--- To do ---
What you return must match the records exactly, except that the pictures are gone.

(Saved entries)

|---|

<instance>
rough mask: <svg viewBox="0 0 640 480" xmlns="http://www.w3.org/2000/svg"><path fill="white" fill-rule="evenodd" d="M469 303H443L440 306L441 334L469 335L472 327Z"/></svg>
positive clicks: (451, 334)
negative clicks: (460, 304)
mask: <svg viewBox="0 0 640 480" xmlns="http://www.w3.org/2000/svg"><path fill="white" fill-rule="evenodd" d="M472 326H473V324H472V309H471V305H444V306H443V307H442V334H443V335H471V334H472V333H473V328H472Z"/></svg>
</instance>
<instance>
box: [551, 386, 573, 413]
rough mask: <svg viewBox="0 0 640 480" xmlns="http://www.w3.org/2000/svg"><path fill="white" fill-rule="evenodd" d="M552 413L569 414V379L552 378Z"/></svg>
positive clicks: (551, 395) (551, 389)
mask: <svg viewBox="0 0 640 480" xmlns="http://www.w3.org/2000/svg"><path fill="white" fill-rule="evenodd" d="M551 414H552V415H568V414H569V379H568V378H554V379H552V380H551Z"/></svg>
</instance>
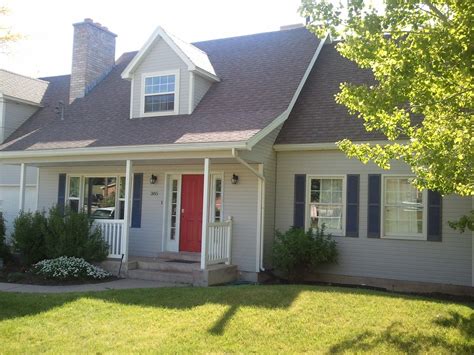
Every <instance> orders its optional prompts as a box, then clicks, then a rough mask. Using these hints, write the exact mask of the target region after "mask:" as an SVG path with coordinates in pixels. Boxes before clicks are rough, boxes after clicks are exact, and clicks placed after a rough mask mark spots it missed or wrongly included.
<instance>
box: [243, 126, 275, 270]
mask: <svg viewBox="0 0 474 355" xmlns="http://www.w3.org/2000/svg"><path fill="white" fill-rule="evenodd" d="M281 127H282V126H279V127H277V128H276V129H274V130H273V131H272V132H271V133H269V134H268V135H267V136H266V137H265V138H263V139H262V140H261V141H260V142H258V143H257V144H256V145H255V146H254V147H253V149H252V150H251V151H250V152H242V154H241V156H242V157H243V158H245V159H248V160H249V161H254V162H258V163H263V176H265V218H264V232H263V238H264V239H263V263H264V266H265V267H269V266H270V264H271V254H272V246H273V239H274V236H275V199H276V169H277V159H276V153H275V151H274V150H273V144H274V143H275V139H276V137H277V136H278V134H279V133H280V130H281Z"/></svg>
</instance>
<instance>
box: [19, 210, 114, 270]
mask: <svg viewBox="0 0 474 355" xmlns="http://www.w3.org/2000/svg"><path fill="white" fill-rule="evenodd" d="M13 225H14V231H13V234H12V239H13V245H14V247H15V249H16V250H18V251H19V252H20V253H21V254H22V256H23V258H24V261H25V263H26V264H27V265H31V264H35V263H37V262H38V261H40V260H44V259H55V258H58V257H60V256H71V257H77V258H83V259H85V260H87V261H102V260H105V259H106V258H107V255H108V245H107V243H106V242H105V241H104V240H103V239H102V234H101V231H100V229H98V228H96V227H94V226H93V225H92V221H91V220H90V219H89V217H88V215H87V213H85V212H73V211H70V210H68V209H66V211H65V213H63V212H62V211H61V209H60V208H58V207H52V208H51V209H50V210H49V212H48V215H47V216H46V214H45V213H44V212H42V213H40V212H34V213H32V212H21V213H20V214H19V215H18V217H17V218H16V219H15V221H14V223H13Z"/></svg>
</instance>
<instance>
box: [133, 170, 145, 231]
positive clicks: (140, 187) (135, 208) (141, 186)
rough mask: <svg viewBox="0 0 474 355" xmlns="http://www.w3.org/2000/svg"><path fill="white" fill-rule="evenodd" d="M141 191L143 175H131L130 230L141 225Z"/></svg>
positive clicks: (141, 199)
mask: <svg viewBox="0 0 474 355" xmlns="http://www.w3.org/2000/svg"><path fill="white" fill-rule="evenodd" d="M142 190H143V173H136V174H134V175H133V196H132V228H140V227H141V225H142Z"/></svg>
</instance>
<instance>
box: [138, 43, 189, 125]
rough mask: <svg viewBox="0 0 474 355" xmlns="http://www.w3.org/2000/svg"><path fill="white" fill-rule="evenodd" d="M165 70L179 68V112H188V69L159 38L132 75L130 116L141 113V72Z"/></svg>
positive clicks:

|---|

--- Result for this task ---
<instance>
rough mask: <svg viewBox="0 0 640 480" xmlns="http://www.w3.org/2000/svg"><path fill="white" fill-rule="evenodd" d="M469 303H443L440 306L441 334L469 335L472 327Z"/></svg>
positive clicks: (451, 334)
negative clicks: (460, 304)
mask: <svg viewBox="0 0 640 480" xmlns="http://www.w3.org/2000/svg"><path fill="white" fill-rule="evenodd" d="M472 326H473V324H472V309H471V305H444V306H443V307H442V334H443V335H471V334H472V333H473V328H472Z"/></svg>
</instance>
<instance>
box: [551, 386, 573, 413]
rough mask: <svg viewBox="0 0 640 480" xmlns="http://www.w3.org/2000/svg"><path fill="white" fill-rule="evenodd" d="M552 413L569 414V379L552 378Z"/></svg>
positive clicks: (551, 395) (551, 389)
mask: <svg viewBox="0 0 640 480" xmlns="http://www.w3.org/2000/svg"><path fill="white" fill-rule="evenodd" d="M551 414H552V415H568V414H569V379H568V378H554V379H552V380H551Z"/></svg>
</instance>
Every <instance> orders its optional prompts as a box, then clicks, then a rough mask. Using these hints, write the exact mask of the target region after "mask:" as an SVG path with coordinates in pixels. Boxes before clicks are rough, boxes after clicks are exact, and clicks placed after a rough mask mark spots it missed or wrongly included.
<instance>
box: [243, 126, 275, 270]
mask: <svg viewBox="0 0 474 355" xmlns="http://www.w3.org/2000/svg"><path fill="white" fill-rule="evenodd" d="M281 127H282V126H279V127H277V128H276V129H274V130H273V131H272V132H271V133H269V134H268V135H267V136H266V137H265V138H263V139H262V140H261V141H260V142H258V143H257V144H256V145H255V146H254V147H253V149H252V150H251V151H250V152H242V154H241V156H242V157H243V158H245V159H248V160H249V161H254V162H258V163H263V176H265V218H264V232H263V238H264V239H263V263H264V266H265V267H269V266H270V264H271V254H272V246H273V239H274V236H275V199H276V169H277V159H276V153H275V151H274V150H273V144H274V143H275V139H276V137H277V136H278V134H279V133H280V130H281Z"/></svg>
</instance>
<instance>
box: [19, 210, 114, 270]
mask: <svg viewBox="0 0 474 355" xmlns="http://www.w3.org/2000/svg"><path fill="white" fill-rule="evenodd" d="M13 225H14V231H13V234H12V239H13V245H14V247H15V249H16V250H18V251H19V252H20V253H21V254H22V256H23V258H24V261H25V263H26V264H27V265H31V264H35V263H37V262H38V261H40V260H44V259H55V258H58V257H60V256H71V257H77V258H83V259H85V260H87V261H102V260H105V259H106V258H107V255H108V245H107V243H106V242H105V241H104V240H103V239H102V234H101V231H100V229H98V228H96V227H94V226H93V225H92V221H91V220H90V219H89V217H88V215H87V213H85V212H73V211H70V210H68V209H66V211H65V213H63V212H62V211H61V209H60V208H58V207H52V208H51V209H50V210H49V212H48V215H47V216H46V214H45V213H44V212H42V213H40V212H34V213H32V212H21V213H20V214H19V215H18V217H17V218H16V219H15V221H14V223H13Z"/></svg>
</instance>
<instance>
box: [133, 170, 145, 231]
positive clicks: (140, 187) (135, 208) (141, 186)
rough mask: <svg viewBox="0 0 474 355" xmlns="http://www.w3.org/2000/svg"><path fill="white" fill-rule="evenodd" d="M141 191L143 175H131L130 230L141 225Z"/></svg>
positive clicks: (141, 199)
mask: <svg viewBox="0 0 474 355" xmlns="http://www.w3.org/2000/svg"><path fill="white" fill-rule="evenodd" d="M142 190H143V173H136V174H134V175H133V196H132V228H140V227H141V225H142Z"/></svg>
</instance>
<instance>
box: [138, 43, 189, 125]
rough mask: <svg viewBox="0 0 474 355" xmlns="http://www.w3.org/2000/svg"><path fill="white" fill-rule="evenodd" d="M165 70L179 68V112H188V69L159 38L132 75L130 116L141 113V72Z"/></svg>
positive clicks:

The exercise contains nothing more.